● Given problem 1: Convert the rows of the pointing dataset to a two-column CSV with the columns "request" and "answer", one row per request. Start with the row containing "Where can the white lace" and continue through the row containing "(1131, 320)". Put each field in quotation marks and replace line breaks with spaces.

● Document segment:

···

High-Risk Source of Application: How to Detect and Manage Them

To lower your rate of fraudulent applications, you need to look at both who and where they’re being sent from. Digging deep into the source of an application, such as your applicant’s IP, physical address, and PEP status, can give a crucial indication of how trustworthy – or indeed high-risk – they are as an applicant.

Taking a bird’s eye view across the many relevant data points gives you the means to stop things like money laundering and ID theft before they happen.

We discuss what to look out for and share some best practices to help businesses stay alert.

What Does High-Risk Source of Application Mean?

Defining High-Risk Source of Application

A “high-risk source of application” is a label assigned by risk management teams to flag potentially fraudulent applications for financial services, such as credit cards or loans. The term is mostly related to anti-money laundering regulations, such as 6AMLD (the 6th Anti-Money Laundering Directive), but it also applies to many other areas of fincrime prevention and cyber-security, such as insurance claims and account management.

A high-risk source refers to any individual, location, and/or context that raises concerns from the organization faced with the given application.

In other words, it’s not necessarily the applicant who triggered the label of “high-risk source”. Even a perfectly legitimate person may find their application is rejected if the following scenarios apply:

  • They’re from a high-risk location, such as Russia
  • Their IP and the address they claim to be from are different
  • Their application had already been rejected before

Examples of High-Risk Sources of Application

What Can Count As High-Risk Source of Application?

Common actions that could be flagged as a high-risk source of application include taking out a loan, ordering a new credit card, or sending funds over a certain threshold. Let’s look at some more examples to better understand what else can be classed under this label:

  • The user’s name appears on a PEP list: If a customer’s name is found on a politically exposed person (PEP) list, their actions are likely to be flagged as high-risk, especially in terms of money laundering.

  • The user’s source of funds cannot be verified: Source of funds checks are key in ensuring that financial services do not help criminals launder money. How the company performs these checks may vary, but if an automated system cannot confirm the source of funds, an application may be flagged as high-risk.
  • The user’s IP address points to a sanctioned country: This is a common scenario for financial services in Western countries that are banned from dealing with certain regions. For instance, an Iranian or Russian IP may be flagged by automated AML systems.

Which Countries Are Classified as High-Risk Sources?

Most countries classified as high-risk sources will be sanctioned countries, such as:

  • Cuba
  • Iran
  • North Korea
  • Syria
  • Russia

The list may vary depending on which country your company is based in. However, the rules set by the Office of Foreign Assets Control (based in the US) tend to be followed by most countries around the world. Other regions sanctioned by OFAC include:

  • Balkans
  • Belarus
  • Burma
  • Central African Republic
  • Ethiopia
  • Iraq
  • Lebanon
  • Venezuela
  • Yemen
  • Zimbabwe

Organizations may have their own list of high-risk countries. These aren’t mandated by government regulators, but chosen internally after the staff members have taken stock of their own risk challenges. For instance, a neobank that has a historically high number of fraudulent applications from Italy may label the country as high-risk.

···

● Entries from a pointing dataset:
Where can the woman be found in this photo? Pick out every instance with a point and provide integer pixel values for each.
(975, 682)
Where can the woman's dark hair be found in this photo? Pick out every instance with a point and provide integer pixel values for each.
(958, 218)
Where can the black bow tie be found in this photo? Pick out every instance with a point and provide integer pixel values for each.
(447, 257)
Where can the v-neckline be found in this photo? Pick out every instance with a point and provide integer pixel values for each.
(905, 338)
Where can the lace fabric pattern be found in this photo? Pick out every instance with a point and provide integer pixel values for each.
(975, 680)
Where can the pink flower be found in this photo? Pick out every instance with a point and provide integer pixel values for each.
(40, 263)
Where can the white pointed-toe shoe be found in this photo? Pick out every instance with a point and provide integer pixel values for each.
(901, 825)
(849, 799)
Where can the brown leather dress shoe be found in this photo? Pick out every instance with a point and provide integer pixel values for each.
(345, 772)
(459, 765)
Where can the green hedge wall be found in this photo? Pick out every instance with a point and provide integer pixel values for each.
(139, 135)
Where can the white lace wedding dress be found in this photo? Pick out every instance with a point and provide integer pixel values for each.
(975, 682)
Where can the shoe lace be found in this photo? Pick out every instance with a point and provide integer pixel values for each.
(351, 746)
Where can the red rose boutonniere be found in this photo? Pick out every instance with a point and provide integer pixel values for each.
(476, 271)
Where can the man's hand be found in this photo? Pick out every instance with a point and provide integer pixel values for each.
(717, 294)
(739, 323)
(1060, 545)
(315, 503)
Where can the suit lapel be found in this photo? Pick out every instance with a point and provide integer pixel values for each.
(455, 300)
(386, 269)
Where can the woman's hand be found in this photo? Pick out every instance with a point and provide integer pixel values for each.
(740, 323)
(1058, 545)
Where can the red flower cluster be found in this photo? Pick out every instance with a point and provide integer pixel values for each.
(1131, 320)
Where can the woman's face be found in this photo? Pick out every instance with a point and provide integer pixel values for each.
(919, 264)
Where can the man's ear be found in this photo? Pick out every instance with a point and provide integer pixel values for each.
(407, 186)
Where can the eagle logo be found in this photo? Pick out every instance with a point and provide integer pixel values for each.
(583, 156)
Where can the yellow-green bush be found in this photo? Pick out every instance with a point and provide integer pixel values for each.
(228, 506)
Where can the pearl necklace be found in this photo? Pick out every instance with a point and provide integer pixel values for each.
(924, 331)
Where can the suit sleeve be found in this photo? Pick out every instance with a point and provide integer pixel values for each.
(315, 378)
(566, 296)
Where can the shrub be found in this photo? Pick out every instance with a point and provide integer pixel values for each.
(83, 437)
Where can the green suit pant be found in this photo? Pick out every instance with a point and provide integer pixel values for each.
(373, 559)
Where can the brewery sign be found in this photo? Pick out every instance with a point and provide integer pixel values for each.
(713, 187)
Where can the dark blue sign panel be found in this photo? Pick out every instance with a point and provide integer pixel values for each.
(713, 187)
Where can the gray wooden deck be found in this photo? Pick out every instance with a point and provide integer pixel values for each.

···

● Given problem 2: Revise the article on high-risk sources of application from "Taking a bird’s" through "and account management.", using "compliance teams" in place of "risk management teams".

● Response 1:
request,answer
"Where can the white lace wedding dress be found in this photo? Pick out every instance with a point and provide integer pixel values for each.","(975, 682)"
"Where can the shoe lace be found in this photo? Pick out every instance with a point and provide integer pixel values for each.","(351, 746)"
"Where can the red rose boutonniere be found in this photo? Pick out every instance with a point and provide integer pixel values for each.","(476, 271)"
"Where can the man's hand be found in this photo? Pick out every instance with a point and provide integer pixel values for each.","(717, 294) (739, 323) (1060, 545) (315, 503)"
"Where can the suit lapel be found in this photo? Pick out every instance with a point and provide integer pixel values for each.","(455, 300) (386, 269)"
"Where can the woman's hand be found in this photo? Pick out every instance with a point and provide integer pixel values for each.","(740, 323) (1058, 545)"
"Where can the red flower cluster be found in this photo? Pick out every instance with a point and provide integer pixel values for each.","(1131, 320)"

● Response 2:
Taking a bird’s eye view across the many relevant data points gives you the means to stop things like money laundering and ID theft before they happen.

We discuss what to look out for and share some best practices to help businesses stay alert.

What Does High-Risk Source of Application Mean?

Defining High-Risk Source of Application

A “high-risk source of application” is a label assigned by compliance teams to flag potentially fraudulent applications for financial services, such as credit cards or loans. The term is mostly related to anti-money laundering regulations, such as 6AMLD (the 6th Anti-Money Laundering Directive), but it also applies to many other areas of fincrime prevention and cyber-security, such as insurance claims and account management.